WE, the PEOPLE of the UNITED
STATES, in order to form a more perfect union, establish justice, ensure domestic tranquility, provide for the common defence, promote the general welfare, and secure the blessings of liberty to ourselves and our posterity, do ordain and establish this Constitution for the United States of America.
Sect. 1. ALL legislative powers, herein granted, shall be vested in a Congress of the United States, which shall consist of a Senate and House of Representatives.
Sect. 2. The House of Representatives shall be composed of Members chosen every second year by all the people of the several States, and the Electors in each State shall have the qualifications requisite for Electors of the most numerous branch of the State Legislature.
No person shall be a Representative who shall not have attained to the age of twenty-five years, and been seven years a citizen of the United States, and who shall not, when elected, be an inhabitant of that State in which he shall be chosen.
Representatives and direct taxes shall be apportioned among the several States which may be included within this Union, according to the respective numbers, which shall be determined by adding to the whole number of free persons, including those bound to service for a term of years, and excluding Indians not taxed, three fifths of all other persons. The actual enumeration shall be made within three years after the first meeting of the Congress of the United States, and within every subsequent term of ten years, in such manner as they shall by law direct. The number of Representatives shall not exceed one for every thirty thousand, but each State shall have at least one Representative; and until such enumeration shall be made, the State of New-Hampshire shall be entitled to choose three, Massachusetts eight, Rhode-Island and Providence Plantation one, Connecticut five, New-York six, New-Jersey four, Pennsylvania eight, Delaware one, Maryland six, Virginia ten, North-Carolina five, South-Carolina five, and Georgia three.
When vacancies happen in the Representation from any State, the Executive authority thereof shall issue writs of election to fill such vacancies.
The House of Representatives shall choose their Speaker and other officers, and shall have the sole power of impeachment.
Sect. 3. The Senate of the United States shall be composed of two Senators from each State, chosen by the Legislature thereof, for six years; and each Senator shall have one vote.
Immediately after they shall be assembled in consequence of the first election, they shall be divided as equally as may be into three classes. The seats of the Senators of the first class shall be vacated at the expiration of the second year, of the second class at the expiration of the fourth year, and of the third class at the expiration of the sixth year; so that one third may be chosen every second year; and if vacancies happen, by resignation or otherwise, during the recess of the Legislature of any State, the Executive thereof may make temporary appointments until the next meeting of the Legislature, which shall then fill such vacancies.

Exercise: Set down everything in the Constitution passage above from "Sect. 3. The" down to "then fill such vacancies.", word for word.

Rows:

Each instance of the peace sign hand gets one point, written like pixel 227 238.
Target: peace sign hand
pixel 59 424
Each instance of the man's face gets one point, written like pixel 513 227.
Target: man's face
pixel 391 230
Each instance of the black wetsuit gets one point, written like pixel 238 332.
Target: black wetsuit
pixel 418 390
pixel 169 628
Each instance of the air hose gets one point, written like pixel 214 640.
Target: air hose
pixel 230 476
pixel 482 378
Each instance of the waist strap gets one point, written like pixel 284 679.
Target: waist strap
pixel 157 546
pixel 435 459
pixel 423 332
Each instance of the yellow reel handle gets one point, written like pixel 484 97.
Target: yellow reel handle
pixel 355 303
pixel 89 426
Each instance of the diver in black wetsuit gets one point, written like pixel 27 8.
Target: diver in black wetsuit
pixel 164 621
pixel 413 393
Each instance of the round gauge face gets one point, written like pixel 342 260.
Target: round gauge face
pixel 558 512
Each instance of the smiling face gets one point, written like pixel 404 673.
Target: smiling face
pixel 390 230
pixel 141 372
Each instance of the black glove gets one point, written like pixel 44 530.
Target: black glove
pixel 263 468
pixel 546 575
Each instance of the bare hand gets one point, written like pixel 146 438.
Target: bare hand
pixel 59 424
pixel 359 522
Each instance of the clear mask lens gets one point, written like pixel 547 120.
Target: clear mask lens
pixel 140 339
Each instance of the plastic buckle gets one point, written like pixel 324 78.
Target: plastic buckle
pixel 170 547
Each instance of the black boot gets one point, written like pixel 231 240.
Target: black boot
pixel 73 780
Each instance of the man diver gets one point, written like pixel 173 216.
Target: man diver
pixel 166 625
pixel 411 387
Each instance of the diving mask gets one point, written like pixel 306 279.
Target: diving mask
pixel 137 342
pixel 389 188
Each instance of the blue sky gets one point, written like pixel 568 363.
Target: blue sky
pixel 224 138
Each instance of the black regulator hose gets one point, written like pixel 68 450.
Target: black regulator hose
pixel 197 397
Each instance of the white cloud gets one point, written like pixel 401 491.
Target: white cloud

Worked solution:
Sect. 3. The Senate of the United States shall be composed of two Senators from each State, chosen by the Legislature thereof, for six years; and each Senator shall have one vote.
Immediately after they shall be assembled in consequence of the first election, they shall be divided as equally as may be into three classes. The seats of the Senators of the first class shall be vacated at the expiration of the second year, of the second class at the expiration of the fourth year, and of the third class at the expiration of the sixth year; so that one third may be chosen every second year; and if vacancies happen, by resignation or otherwise, during the recess of the Legislature of any State, the Executive thereof may make temporary appointments until the next meeting of the Legislature, which shall then fill such vacancies.